Most people who know her can remember the first time they met Tinah Utsman. The first time for me was summer of 2010 at a Knox Heritage Summer Supper at Kendrick Place. It was as if whole sections of the gathered crowd spun and realigned in her wake. Photographing like a maniacal documentarian as she swept through the crowd, a camera in one hand and a drink in the other, she hugged, posed small groups and generally made everyone in her trail feel as if they had been lifted up for just a moment. I was to see this kind of impact many times as our paths intersected repeatedly.
She also helped us place a dog we could no longer keep. We adopted Eudora as a puppy from the Humane Society and found her to be difficult and nervous from the beginning. By the time we moved to the city she had become a much larger version of her nervous self and the combination resulted in an often startled dog who left Urban Woman sprawled on the sidewalk trying to control her. Tinah and TRU Dog Network helped us find a home outside the city where we hoped Eudora might be happier.
Tinah was born in Nashville, but she’s been a Knoxville girl almost all of her life, having moved here at age six when her father became a CPA for JFG. He would later become president of the company and it was from him that Tinah got her love of dogs. Her mother was a nurse at UT Hospital for 35 years where she worked with Helen and Ellen, later of the Love Kitchen. After retirement she volunteered for them and it is through her mother that Tinah found her volunteer spirit.
She graduated from Farragut High School and attended UT where she received an undergraduate degree in graphic design. She then worked at UT, doing graphic design in the College of Education, for twenty-four years, earning a master’s degree in photography along the way. Developing a network of friends – and every acquaintance is accepted as a friend to Tinah – came naturally and would lead to the next step in her life. She volunteered her photographic skills to many groups and causes including Knox Heritage, the E.T. Community Design Center, Alzheimer’s Association, Humane Society, Cystic Fibrosis and others.
She accepted Louise, a white Boxer needing a new home, who she says rescued her after she’d been through a very difficult period in her life. She said, “When I saw how she changed my life, it clicked that I could do this for others!” So, she started TRU Dog Network, simply as a way to help dogs find new homes. That first year she helped seven dogs get placed. The next year it was eleven. Eventually it would cross one hundred dogs a year and she found homes for about nine hundred dogs in nine years.

#### INFORMATION GIVEN:
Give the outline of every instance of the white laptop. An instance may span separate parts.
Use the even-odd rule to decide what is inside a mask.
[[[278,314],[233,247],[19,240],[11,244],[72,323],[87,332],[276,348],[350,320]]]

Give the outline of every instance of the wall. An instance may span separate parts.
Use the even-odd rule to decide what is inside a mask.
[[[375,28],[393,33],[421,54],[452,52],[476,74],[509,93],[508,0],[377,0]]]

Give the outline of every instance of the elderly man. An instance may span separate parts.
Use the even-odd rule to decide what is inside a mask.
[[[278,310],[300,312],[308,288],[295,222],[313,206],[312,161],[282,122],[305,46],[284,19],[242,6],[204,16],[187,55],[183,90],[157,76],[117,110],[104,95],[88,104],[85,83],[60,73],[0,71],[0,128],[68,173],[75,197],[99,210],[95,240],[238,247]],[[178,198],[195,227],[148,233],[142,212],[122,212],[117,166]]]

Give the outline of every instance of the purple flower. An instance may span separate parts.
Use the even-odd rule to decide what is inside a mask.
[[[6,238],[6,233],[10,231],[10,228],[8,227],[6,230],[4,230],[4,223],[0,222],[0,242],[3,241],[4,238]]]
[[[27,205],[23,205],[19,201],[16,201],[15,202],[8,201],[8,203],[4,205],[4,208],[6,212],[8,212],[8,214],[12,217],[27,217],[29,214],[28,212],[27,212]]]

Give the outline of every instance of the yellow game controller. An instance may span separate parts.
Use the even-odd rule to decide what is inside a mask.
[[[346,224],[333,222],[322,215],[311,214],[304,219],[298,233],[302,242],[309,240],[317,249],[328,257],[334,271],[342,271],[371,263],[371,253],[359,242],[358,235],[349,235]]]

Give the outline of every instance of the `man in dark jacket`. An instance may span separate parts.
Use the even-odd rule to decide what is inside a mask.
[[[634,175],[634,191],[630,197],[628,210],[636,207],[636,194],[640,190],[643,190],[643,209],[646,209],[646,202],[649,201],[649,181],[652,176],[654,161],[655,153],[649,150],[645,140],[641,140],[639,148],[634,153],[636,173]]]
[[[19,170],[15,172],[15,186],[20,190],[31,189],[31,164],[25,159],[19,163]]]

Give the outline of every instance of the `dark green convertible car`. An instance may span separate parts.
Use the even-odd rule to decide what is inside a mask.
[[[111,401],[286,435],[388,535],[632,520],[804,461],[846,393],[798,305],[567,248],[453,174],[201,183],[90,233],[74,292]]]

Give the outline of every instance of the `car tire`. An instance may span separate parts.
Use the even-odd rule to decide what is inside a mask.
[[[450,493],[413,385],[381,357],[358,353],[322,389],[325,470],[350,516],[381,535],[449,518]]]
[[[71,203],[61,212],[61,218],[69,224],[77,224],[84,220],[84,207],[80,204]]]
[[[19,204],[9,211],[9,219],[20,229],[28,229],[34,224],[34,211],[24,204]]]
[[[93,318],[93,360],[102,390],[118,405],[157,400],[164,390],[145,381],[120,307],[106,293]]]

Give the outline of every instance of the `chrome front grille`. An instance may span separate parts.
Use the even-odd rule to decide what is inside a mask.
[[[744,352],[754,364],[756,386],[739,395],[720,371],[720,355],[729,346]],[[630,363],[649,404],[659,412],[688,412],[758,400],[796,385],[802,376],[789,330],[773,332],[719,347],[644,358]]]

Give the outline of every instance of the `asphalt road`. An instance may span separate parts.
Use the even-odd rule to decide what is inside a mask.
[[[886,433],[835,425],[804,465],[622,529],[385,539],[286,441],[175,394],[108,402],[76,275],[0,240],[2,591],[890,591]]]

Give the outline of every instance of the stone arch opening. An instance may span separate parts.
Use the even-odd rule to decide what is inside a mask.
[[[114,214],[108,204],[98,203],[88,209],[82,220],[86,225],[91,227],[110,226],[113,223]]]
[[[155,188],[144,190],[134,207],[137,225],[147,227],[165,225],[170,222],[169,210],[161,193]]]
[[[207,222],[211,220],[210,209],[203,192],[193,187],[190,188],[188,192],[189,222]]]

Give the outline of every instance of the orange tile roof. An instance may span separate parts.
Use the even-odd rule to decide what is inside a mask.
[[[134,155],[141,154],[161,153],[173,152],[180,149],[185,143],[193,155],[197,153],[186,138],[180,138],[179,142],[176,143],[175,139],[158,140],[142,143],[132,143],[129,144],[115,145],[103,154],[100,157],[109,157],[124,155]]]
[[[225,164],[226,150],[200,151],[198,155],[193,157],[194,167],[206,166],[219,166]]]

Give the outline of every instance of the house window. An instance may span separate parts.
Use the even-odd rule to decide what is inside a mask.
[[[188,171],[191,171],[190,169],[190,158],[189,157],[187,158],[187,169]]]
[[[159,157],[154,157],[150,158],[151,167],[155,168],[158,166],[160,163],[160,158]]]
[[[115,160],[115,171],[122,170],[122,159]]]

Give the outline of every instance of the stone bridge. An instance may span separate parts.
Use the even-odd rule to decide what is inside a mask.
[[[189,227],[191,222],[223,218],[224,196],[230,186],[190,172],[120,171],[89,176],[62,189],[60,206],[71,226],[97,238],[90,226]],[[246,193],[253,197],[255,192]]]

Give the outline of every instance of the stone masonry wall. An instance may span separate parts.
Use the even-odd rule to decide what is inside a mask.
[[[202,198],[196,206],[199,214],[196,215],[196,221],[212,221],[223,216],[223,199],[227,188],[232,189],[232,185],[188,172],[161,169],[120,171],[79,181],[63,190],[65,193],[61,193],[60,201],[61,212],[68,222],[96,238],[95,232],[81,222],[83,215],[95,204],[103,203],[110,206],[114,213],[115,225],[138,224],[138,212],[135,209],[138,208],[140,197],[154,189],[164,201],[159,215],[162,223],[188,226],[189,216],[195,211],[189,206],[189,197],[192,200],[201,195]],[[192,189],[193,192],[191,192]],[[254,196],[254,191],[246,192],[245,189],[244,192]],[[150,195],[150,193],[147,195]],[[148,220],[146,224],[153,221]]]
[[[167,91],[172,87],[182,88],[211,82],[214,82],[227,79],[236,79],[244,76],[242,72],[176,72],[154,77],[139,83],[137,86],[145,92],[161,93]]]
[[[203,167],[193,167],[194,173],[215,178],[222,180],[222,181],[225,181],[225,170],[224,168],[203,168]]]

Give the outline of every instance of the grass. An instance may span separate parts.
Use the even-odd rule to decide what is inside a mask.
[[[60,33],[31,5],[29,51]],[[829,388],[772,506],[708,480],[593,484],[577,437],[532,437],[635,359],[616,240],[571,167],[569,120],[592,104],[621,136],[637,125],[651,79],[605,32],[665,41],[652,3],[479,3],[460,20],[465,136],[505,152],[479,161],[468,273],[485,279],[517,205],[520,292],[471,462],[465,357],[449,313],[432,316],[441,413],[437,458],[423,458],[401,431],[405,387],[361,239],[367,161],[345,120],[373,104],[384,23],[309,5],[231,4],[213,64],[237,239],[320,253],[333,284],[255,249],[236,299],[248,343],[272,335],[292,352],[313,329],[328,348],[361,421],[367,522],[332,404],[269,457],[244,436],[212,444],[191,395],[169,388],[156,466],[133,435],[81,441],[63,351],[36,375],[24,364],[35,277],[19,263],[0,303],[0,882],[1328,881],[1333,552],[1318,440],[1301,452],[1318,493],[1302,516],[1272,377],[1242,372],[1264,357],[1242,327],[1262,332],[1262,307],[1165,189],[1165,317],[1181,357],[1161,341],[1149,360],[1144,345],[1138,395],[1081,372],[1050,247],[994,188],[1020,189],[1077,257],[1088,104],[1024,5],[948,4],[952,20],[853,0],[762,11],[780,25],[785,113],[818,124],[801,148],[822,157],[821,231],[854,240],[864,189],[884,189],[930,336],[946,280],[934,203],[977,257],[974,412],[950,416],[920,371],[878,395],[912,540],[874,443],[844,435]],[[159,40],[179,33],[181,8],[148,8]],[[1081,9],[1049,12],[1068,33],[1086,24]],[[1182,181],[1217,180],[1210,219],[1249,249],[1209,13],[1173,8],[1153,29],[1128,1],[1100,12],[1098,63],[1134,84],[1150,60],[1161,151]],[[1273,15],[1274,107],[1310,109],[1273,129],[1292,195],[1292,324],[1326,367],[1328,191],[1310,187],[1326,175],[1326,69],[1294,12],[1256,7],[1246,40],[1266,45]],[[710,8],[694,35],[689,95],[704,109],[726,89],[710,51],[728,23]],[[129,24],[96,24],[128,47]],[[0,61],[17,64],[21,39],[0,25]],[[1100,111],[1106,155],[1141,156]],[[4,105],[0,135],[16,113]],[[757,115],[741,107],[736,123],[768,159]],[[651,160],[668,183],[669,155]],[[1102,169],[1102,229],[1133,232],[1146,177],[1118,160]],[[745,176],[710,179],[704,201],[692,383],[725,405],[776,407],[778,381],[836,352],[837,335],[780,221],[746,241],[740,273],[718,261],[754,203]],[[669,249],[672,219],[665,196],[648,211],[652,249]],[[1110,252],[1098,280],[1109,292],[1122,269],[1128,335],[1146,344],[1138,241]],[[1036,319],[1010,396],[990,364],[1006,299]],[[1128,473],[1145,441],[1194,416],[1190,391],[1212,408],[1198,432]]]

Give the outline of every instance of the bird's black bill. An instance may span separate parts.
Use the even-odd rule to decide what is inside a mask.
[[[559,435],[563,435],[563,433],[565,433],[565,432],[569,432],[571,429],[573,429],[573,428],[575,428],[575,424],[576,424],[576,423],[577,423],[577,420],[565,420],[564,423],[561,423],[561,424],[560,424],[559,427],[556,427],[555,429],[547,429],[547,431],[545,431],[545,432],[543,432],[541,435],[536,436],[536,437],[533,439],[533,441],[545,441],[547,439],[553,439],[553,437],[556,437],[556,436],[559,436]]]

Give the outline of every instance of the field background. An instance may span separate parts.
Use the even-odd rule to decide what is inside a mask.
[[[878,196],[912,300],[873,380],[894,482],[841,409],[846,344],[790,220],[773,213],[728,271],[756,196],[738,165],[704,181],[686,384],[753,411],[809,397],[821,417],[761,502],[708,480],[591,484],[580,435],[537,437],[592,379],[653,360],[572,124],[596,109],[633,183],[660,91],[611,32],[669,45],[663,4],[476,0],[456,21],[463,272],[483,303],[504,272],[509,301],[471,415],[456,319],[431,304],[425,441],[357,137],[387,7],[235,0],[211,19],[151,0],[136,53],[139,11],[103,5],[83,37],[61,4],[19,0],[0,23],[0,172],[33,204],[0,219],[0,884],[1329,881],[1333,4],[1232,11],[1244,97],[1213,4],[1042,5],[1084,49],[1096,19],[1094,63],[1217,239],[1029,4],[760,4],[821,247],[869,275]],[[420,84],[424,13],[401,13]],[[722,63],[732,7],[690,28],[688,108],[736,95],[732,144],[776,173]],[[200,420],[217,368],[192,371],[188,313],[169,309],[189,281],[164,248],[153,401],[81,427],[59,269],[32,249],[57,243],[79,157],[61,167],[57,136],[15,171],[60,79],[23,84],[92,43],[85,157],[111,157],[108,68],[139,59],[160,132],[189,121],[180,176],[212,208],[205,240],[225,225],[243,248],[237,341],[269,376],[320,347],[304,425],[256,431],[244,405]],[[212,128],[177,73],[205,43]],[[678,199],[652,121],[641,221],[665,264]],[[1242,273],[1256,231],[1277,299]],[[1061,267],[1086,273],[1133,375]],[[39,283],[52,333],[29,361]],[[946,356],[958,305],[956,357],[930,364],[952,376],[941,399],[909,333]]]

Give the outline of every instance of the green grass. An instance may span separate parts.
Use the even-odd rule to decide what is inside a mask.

#### EXERCISE INSTRUCTIONS:
1. From the Tinah Utsman profile, set down the part that opens with the words containing "Most people who" and closes with "paths intersected repeatedly.".
2. Answer these questions using the Tinah Utsman profile.
(a) What job did Tinah's father take at JFG when the family moved to Knoxville?
(b) In what field did Tinah earn her undergraduate degree at UT?
(c) How many dogs did TRU Dog Network help place in its first year?
3. Extend the Tinah Utsman profile from the point where it stops.

#### PER-TASK ANSWERS:
1.
Most people who know her can remember the first time they met Tinah Utsman. The first time for me was summer of 2010 at a Knox Heritage Summer Supper at Kendrick Place. It was as if whole sections of the gathered crowd spun and realigned in her wake. Photographing like a maniacal documentarian as she swept through the crowd, a camera in one hand and a drink in the other, she hugged, posed small groups and generally made everyone in her trail feel as if they had been lifted up for just a moment. I was to see this kind of impact many times as our paths intersected repeatedly.

2.
(a) He became a CPA for JFG.
(b) Graphic design.
(c) Seven.

3.
This year has been a transitional year for Tinah and Tru Dog Network as she launched the non-profit in March and shifted her work to more directly include photography and education while, hopefully, leveraging her skills to help more dogs than ever. She said she feels like she’s gotten, “back to her roots.” Feeling that photographs are what helps shelter dogs get placed (via the Internet), she’s working with others to teach them to make better photographs. She’ll consult with local adoption agencies and she’s working with children and teenagers to bring them into the effort.
Having worked for many years with underprivileged children, she worked with six girls at Vine Middle school on an anti-violence project in April. In June, she offered month-long workshop and had two students learn to photograph rescue dogs. The results of that project will be on display at her PAWS-itivity event at 221 Gallery located under Cook Lofts (and Frussies) from 5:00 PM – 9:00 PM Thursday.
Portraits of rescues and other dogs taken during the workshop will be available for a donation to the non-profit. Donations (whether at the show or via the Facebook Page) help Tinah continue the project via providing materials for workshops, paying for travel and other expenses. She is also open to corporate sponsors. Please consider supporting this new focus and venture with a tax-deductible donation.
By the time we’d spent the topic, Tinah had introduced herself, given business cards, taken photographs and hugged necks with just about everyone in the restaurant where we met. It’s what she does. She looked at me and said, “Do you know those kids want cameras for Christmas?” As had happened several times during the conversation, her eyes teared. This matters to her and she will continue to save the lives of dogs as she has for the last decade. Please support her efforts with a donation. Stop in Thursday night and meet her, see the work and I promise you will fall under her spell.